== Selected text ==

Reunion.com Inc., a nascent search engine company where Tinsley is chief executive, is a leader in what analysts said is a large but mostly untapped market: people search. While search engines like Google Inc. excel at finding information and Web sites, Reunion focuses on finding people where they are and what they’re up to.

Now, the company is positioning itself to dominate the market thanks to its recent acquisition of Wink.com, a Bay Area startup search site that should catapult Reunion to the upper echelons of the people-search sector.

Reunion searches work this way: Users who type in a query send the company’s technology trolling through public documents, social networking sites such as MySpace and Facebook, and other Internet resources. Reunion then compiles all the results on one screen.

“The chance of finding anybody on the Web is greatest here,” said Tinsley, wearing jeans and a beat-up black baseball cap with his company’s name stenciled across the top. “You’re not going to find them on Google. You’re not going to find them on MySpace or Facebook.”

Before it acquired Wink, Reunion had the capability to find about 225 million people online. Now it can sort through more than 700 million. By comparison, people-search engine Spock Networks Inc., a close competitor of Reunion, can search about 500 million profiles.

===
== Extracted material ==

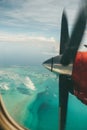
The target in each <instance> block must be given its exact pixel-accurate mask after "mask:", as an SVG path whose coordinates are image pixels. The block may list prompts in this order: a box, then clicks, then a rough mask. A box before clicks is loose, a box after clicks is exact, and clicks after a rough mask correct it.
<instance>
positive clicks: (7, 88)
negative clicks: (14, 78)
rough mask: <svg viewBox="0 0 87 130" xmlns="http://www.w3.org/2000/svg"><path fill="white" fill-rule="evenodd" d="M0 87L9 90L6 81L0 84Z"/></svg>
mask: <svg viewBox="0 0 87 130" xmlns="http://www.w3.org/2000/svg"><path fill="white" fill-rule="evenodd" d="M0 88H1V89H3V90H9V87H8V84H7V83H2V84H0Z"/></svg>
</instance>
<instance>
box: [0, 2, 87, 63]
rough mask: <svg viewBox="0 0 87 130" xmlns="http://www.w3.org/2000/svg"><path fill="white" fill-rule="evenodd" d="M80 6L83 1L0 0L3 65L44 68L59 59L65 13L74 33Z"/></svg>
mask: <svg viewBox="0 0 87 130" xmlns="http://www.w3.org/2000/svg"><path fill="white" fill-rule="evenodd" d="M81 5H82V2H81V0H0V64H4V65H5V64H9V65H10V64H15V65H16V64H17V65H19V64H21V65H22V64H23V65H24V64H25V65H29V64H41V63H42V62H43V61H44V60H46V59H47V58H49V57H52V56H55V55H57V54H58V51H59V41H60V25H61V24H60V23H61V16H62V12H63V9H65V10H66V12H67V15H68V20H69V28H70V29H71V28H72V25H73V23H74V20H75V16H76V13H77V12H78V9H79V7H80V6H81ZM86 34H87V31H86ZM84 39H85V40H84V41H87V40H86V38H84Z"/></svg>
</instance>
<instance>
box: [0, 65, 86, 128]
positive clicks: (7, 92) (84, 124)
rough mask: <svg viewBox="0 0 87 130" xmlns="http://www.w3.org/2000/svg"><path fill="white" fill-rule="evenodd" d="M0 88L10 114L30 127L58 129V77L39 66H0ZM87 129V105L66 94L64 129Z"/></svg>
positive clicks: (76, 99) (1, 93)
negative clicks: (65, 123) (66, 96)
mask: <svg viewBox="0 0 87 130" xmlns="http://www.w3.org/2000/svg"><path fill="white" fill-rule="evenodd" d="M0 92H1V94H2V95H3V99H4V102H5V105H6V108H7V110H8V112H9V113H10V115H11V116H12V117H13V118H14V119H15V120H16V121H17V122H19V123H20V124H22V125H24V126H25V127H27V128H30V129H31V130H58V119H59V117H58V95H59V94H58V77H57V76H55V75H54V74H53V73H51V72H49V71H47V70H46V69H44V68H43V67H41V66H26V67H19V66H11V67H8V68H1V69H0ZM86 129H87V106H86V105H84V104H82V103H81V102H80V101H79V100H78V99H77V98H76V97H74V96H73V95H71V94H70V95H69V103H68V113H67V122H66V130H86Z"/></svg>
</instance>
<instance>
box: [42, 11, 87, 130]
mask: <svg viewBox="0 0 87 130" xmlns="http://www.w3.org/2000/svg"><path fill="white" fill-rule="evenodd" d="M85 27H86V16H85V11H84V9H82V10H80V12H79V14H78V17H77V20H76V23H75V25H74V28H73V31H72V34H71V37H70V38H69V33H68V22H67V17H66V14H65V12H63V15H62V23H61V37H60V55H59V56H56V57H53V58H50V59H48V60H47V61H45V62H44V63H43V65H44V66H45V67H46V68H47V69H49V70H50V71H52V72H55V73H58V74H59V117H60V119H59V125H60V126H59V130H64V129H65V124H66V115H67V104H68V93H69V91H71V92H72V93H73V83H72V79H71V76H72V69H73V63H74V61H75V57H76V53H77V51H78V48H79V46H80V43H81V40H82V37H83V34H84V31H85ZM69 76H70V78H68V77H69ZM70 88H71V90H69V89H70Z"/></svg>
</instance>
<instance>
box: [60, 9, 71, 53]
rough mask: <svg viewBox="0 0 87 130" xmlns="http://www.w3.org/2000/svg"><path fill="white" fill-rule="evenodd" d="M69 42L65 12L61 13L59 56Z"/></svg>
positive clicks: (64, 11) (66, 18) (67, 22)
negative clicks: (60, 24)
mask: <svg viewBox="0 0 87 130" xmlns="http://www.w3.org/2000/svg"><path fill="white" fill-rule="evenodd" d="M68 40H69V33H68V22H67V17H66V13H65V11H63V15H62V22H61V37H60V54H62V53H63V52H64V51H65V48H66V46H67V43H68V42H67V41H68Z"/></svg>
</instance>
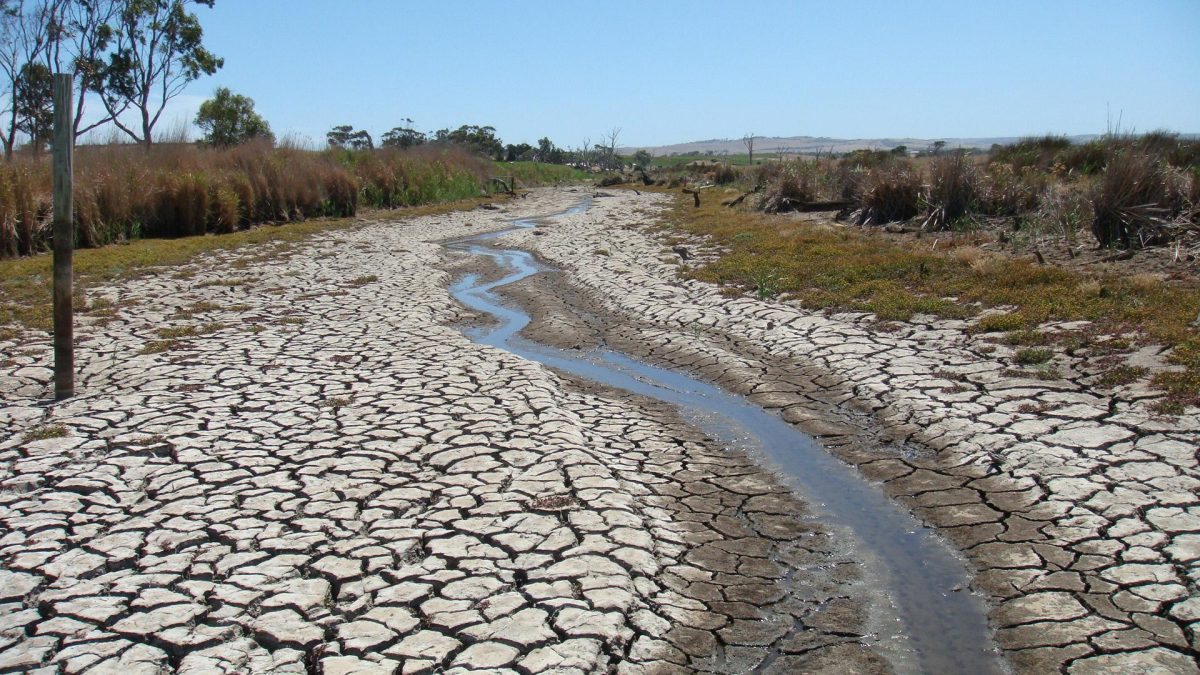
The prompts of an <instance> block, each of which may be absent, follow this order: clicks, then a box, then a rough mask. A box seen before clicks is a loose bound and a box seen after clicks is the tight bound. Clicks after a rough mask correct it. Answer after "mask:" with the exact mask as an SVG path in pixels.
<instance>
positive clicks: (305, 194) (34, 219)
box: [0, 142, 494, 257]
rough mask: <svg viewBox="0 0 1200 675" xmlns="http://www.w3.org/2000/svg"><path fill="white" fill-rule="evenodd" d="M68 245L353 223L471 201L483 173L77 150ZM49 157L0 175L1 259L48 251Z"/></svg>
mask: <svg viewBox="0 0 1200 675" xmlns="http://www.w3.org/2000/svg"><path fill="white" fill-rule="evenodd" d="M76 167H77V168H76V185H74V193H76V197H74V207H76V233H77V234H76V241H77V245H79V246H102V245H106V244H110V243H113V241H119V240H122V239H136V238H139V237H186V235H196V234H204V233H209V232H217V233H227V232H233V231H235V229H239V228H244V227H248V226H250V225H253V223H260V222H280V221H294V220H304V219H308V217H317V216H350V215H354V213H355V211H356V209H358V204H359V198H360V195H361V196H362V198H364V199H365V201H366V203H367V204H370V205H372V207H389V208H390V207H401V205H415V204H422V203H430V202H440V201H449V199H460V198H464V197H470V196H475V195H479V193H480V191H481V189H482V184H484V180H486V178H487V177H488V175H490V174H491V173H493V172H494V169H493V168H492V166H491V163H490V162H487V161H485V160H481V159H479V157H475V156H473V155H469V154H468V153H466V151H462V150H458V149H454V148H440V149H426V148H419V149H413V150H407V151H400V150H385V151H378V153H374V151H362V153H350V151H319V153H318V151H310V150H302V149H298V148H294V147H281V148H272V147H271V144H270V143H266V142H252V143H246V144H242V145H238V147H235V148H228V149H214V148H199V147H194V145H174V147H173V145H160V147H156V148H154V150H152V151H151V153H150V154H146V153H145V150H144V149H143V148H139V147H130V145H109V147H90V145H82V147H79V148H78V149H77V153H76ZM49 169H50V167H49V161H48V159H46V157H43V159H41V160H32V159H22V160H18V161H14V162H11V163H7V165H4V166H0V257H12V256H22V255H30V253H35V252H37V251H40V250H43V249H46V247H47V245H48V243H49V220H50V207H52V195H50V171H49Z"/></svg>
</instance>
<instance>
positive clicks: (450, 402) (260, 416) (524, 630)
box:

===

Your instructions
Print the full text about Reunion.com and people search word for word. Rely solely on the text about Reunion.com and people search.

Answer area
Reunion.com Inc., a nascent search engine company where Tinsley is chief executive, is a leader in what analysts said is a large but mostly untapped market: people search. While search engines like Google Inc. excel at finding information and Web sites, Reunion focuses on finding people where they are and what they’re up to.

Now, the company is positioning itself to dominate the market thanks to its recent acquisition of Wink.com, a Bay Area startup search site that should catapult Reunion to the upper echelons of the people-search sector.

Reunion searches work this way: Users who type in a query send the company’s technology trolling through public documents, social networking sites such as MySpace and Facebook, and other Internet resources. Reunion then compiles all the results on one screen.

“The chance of finding anybody on the Web is greatest here,” said Tinsley, wearing jeans and a beat-up black baseball cap with his company’s name stenciled across the top. “You’re not going to find them on Google. You’re not going to find them on MySpace or Facebook.”

Before it acquired Wink, Reunion had the capability to find about 225 million people online. Now it can sort through more than 700 million. By comparison, people-search engine Spock Networks Inc., a close competitor of Reunion, can search about 500 million profiles.